TASK OBJECTIVE => Would you reproduce the entries that follow exactly as they appear?
#### DATA SUPPLIED ####
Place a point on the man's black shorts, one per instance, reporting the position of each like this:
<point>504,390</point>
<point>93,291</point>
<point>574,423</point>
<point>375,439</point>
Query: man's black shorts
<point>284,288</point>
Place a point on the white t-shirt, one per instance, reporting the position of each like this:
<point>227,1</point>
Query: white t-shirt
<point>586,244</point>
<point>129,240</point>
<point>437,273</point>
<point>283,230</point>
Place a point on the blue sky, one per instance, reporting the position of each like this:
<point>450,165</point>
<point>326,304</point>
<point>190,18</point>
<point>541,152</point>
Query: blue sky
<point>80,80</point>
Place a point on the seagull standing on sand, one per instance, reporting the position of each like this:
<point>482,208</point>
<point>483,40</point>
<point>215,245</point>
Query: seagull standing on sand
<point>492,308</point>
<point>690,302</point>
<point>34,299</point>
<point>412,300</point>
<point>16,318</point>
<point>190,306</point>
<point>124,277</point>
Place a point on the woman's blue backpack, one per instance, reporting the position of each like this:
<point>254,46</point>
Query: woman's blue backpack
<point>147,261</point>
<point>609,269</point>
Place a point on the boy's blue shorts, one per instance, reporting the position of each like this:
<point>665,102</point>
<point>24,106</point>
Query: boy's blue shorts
####
RESULT =>
Place a point on the man's black shorts, one per instance, reporting the position of each like this:
<point>504,390</point>
<point>93,291</point>
<point>574,423</point>
<point>375,439</point>
Query: man's black shorts
<point>284,288</point>
Place a point on the white t-shirt, one per instance, reporting the position of each like this:
<point>227,1</point>
Query: white t-shirt
<point>586,244</point>
<point>129,240</point>
<point>437,273</point>
<point>283,230</point>
Place a point on the blue sky, one per instance, reporting the position of each like this:
<point>450,165</point>
<point>326,304</point>
<point>190,18</point>
<point>541,152</point>
Query: blue sky
<point>80,80</point>
Place a point on the seagull standing on sand, one per instance, reporting the position of each like this:
<point>482,208</point>
<point>483,40</point>
<point>215,245</point>
Query: seagull standing on sand
<point>492,308</point>
<point>690,302</point>
<point>34,299</point>
<point>412,300</point>
<point>16,318</point>
<point>190,306</point>
<point>124,277</point>
Place a point on the woman's blue backpack, one per instance, reporting the position of each like this:
<point>254,46</point>
Query: woman's blue backpack
<point>147,261</point>
<point>609,269</point>
Place a point on the boy's blue shorts, one per instance, reporting the position of each like this:
<point>665,102</point>
<point>24,106</point>
Query: boy's blue shorts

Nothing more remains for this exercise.